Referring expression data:
• • • • • • •
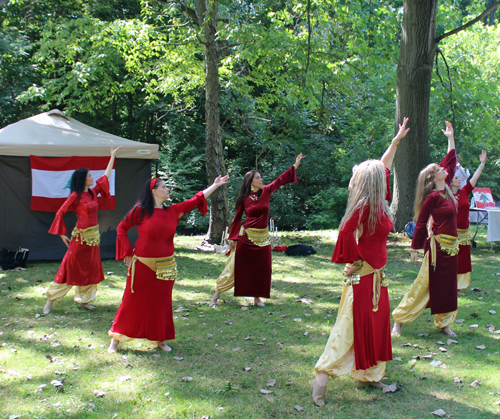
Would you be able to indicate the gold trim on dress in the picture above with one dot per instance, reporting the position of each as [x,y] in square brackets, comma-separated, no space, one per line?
[464,237]
[379,280]
[259,236]
[90,235]
[165,268]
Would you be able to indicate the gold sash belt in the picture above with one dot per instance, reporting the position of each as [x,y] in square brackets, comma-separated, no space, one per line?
[89,235]
[464,237]
[448,244]
[165,268]
[259,236]
[379,280]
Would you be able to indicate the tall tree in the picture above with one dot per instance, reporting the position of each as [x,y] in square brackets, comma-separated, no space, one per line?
[418,48]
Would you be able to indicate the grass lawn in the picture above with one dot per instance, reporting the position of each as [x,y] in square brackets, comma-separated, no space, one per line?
[232,352]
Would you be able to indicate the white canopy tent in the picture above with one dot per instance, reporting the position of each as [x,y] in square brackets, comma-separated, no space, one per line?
[52,134]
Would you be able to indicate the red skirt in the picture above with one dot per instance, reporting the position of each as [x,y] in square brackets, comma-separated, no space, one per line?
[372,329]
[464,263]
[252,269]
[80,266]
[442,282]
[147,312]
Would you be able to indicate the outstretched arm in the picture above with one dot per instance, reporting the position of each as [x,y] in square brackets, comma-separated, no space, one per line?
[219,181]
[479,170]
[449,133]
[389,154]
[107,173]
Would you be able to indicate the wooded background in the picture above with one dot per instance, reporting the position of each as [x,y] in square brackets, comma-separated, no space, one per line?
[226,86]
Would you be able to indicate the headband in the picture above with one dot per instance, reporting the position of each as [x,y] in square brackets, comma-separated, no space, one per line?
[152,183]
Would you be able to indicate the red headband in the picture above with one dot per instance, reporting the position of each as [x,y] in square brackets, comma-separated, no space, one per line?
[152,183]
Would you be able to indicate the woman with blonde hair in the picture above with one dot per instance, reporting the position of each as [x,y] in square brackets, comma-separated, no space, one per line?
[360,341]
[461,195]
[436,283]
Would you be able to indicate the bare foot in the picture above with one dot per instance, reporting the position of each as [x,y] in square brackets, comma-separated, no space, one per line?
[258,302]
[87,306]
[47,307]
[447,331]
[164,347]
[396,329]
[214,299]
[113,345]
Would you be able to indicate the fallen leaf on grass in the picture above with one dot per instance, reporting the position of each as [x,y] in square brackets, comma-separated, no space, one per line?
[392,388]
[475,383]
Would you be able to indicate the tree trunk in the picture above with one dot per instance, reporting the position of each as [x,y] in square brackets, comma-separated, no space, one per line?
[214,153]
[416,56]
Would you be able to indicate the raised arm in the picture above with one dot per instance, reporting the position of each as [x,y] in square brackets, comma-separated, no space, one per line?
[219,181]
[107,173]
[449,133]
[479,170]
[389,154]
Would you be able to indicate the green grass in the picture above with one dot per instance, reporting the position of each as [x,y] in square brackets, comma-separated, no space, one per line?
[271,343]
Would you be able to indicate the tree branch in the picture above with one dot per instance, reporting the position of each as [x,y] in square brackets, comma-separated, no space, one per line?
[470,23]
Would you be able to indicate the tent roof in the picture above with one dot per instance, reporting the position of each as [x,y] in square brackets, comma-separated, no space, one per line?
[52,134]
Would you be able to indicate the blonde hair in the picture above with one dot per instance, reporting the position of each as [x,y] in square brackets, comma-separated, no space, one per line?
[425,185]
[367,187]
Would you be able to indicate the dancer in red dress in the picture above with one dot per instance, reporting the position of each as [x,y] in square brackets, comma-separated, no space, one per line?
[146,308]
[360,341]
[436,283]
[250,265]
[81,265]
[464,236]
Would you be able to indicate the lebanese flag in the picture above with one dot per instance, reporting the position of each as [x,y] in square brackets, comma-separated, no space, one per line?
[51,180]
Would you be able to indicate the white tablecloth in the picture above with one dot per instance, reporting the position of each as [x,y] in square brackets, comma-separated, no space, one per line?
[493,221]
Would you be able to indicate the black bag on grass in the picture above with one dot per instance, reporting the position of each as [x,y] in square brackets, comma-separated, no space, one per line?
[300,250]
[12,259]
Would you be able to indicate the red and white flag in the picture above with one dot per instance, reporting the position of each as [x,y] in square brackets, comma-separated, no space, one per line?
[51,180]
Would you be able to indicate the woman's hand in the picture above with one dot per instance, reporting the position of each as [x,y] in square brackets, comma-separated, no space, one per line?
[297,160]
[402,131]
[350,269]
[482,157]
[220,180]
[114,151]
[65,239]
[449,130]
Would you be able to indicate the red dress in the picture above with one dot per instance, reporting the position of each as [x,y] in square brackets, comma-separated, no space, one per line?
[464,259]
[372,329]
[443,279]
[81,264]
[253,264]
[147,312]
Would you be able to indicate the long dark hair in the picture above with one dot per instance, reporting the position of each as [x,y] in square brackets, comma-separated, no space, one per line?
[78,180]
[146,201]
[246,188]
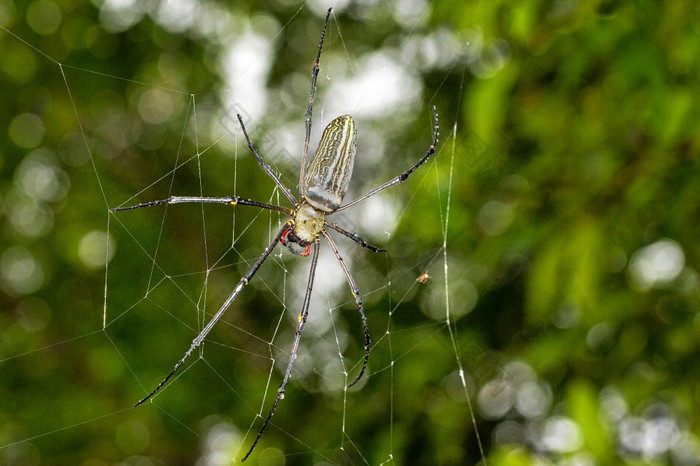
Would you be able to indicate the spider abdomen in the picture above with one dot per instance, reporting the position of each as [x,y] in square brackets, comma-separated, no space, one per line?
[329,172]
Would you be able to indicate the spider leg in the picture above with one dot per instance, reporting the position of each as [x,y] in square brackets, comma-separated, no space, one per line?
[402,177]
[354,237]
[264,164]
[358,300]
[309,110]
[295,346]
[236,291]
[235,200]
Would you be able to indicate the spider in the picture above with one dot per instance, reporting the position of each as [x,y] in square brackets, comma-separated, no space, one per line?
[322,187]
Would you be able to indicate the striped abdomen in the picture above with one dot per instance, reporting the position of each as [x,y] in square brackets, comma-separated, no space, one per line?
[328,174]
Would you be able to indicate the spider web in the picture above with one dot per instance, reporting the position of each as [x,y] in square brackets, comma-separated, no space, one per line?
[167,269]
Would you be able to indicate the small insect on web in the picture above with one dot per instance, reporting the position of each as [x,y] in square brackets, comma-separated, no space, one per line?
[322,187]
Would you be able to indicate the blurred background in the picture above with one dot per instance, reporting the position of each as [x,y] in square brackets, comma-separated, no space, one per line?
[558,322]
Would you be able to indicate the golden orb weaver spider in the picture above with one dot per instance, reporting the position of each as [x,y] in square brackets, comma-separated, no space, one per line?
[322,187]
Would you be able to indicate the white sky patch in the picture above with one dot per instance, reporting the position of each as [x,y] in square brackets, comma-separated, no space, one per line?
[177,15]
[379,86]
[119,15]
[246,64]
[656,265]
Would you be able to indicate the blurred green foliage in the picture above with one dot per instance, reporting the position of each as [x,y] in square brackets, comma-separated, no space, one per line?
[569,150]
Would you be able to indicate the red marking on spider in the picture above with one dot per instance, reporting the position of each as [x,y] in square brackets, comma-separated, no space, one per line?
[283,240]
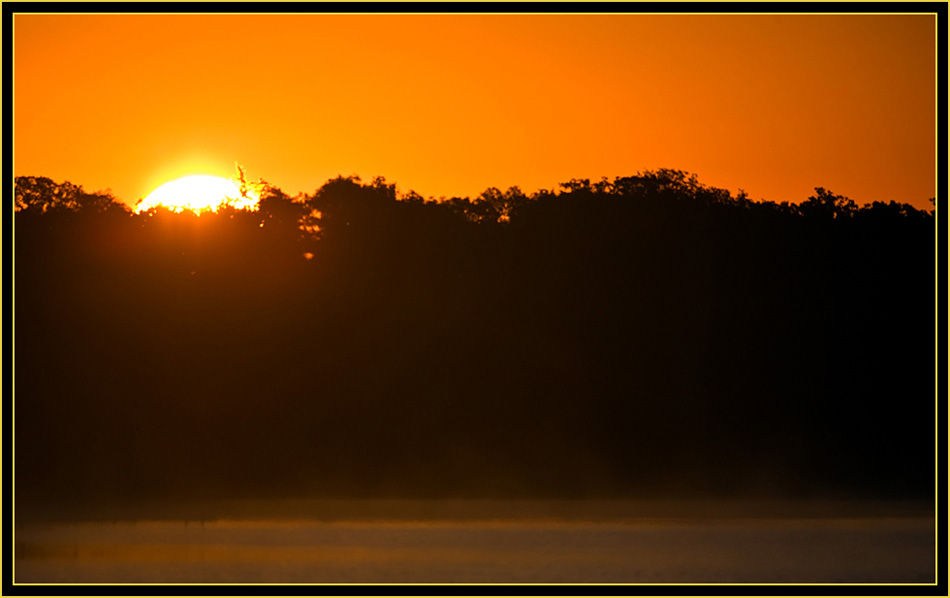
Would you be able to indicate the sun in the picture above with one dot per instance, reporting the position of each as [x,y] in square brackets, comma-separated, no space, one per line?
[199,193]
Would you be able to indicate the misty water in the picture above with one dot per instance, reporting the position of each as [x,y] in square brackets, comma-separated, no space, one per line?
[493,542]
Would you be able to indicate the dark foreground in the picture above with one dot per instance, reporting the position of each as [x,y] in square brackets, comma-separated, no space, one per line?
[495,542]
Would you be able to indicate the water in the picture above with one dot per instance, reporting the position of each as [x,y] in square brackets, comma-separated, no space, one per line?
[503,543]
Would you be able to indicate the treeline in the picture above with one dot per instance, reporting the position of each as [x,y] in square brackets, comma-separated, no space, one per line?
[646,335]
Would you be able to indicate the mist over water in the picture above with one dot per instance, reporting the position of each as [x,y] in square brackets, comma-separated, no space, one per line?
[460,541]
[182,377]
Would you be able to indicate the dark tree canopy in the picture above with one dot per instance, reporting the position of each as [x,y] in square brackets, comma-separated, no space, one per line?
[636,336]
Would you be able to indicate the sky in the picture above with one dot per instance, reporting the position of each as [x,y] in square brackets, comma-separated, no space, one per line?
[445,105]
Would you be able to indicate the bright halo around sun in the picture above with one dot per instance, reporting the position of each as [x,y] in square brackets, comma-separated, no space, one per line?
[199,193]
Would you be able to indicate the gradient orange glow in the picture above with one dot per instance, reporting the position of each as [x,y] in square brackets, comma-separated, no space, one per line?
[199,193]
[452,104]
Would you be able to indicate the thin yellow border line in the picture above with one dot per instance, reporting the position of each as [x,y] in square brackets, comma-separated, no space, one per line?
[936,290]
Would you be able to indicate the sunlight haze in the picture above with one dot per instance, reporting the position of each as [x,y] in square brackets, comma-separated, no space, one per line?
[453,104]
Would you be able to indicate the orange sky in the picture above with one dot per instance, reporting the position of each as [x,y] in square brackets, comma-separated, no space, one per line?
[453,104]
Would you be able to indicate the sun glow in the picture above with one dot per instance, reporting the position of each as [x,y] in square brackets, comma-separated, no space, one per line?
[200,193]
• • • • • • •
**Exercise requirements:**
Counting the line that contains "Would you be able to indicate the thin" as the first, copy exactly every line through the end of the records, and nothing else.

**Solution below:**
Would you be able to indicate the thin yellow border line in the picture above with one dot per instance, reporting the position of each as [x,y] in square brackets, comma-separated, no space, one per line?
[936,290]
Would you be able to indicate the sunlight haze in the picture above with one dot per instance, reporting the position of each as [x,y] in square brackets, comma-separated, no space, one per line?
[453,104]
Would you be able to indicate the orange sky in the picture above with one dot per instance, reporting the position of each as [x,y] in square brackets, comma-separated, no space, one per line?
[453,104]
Would you be able to indicate the sun glow in the picture above with one dot per instance, reporting the position of each as [x,y] in square brackets, comma-separated, no space, one per line?
[200,193]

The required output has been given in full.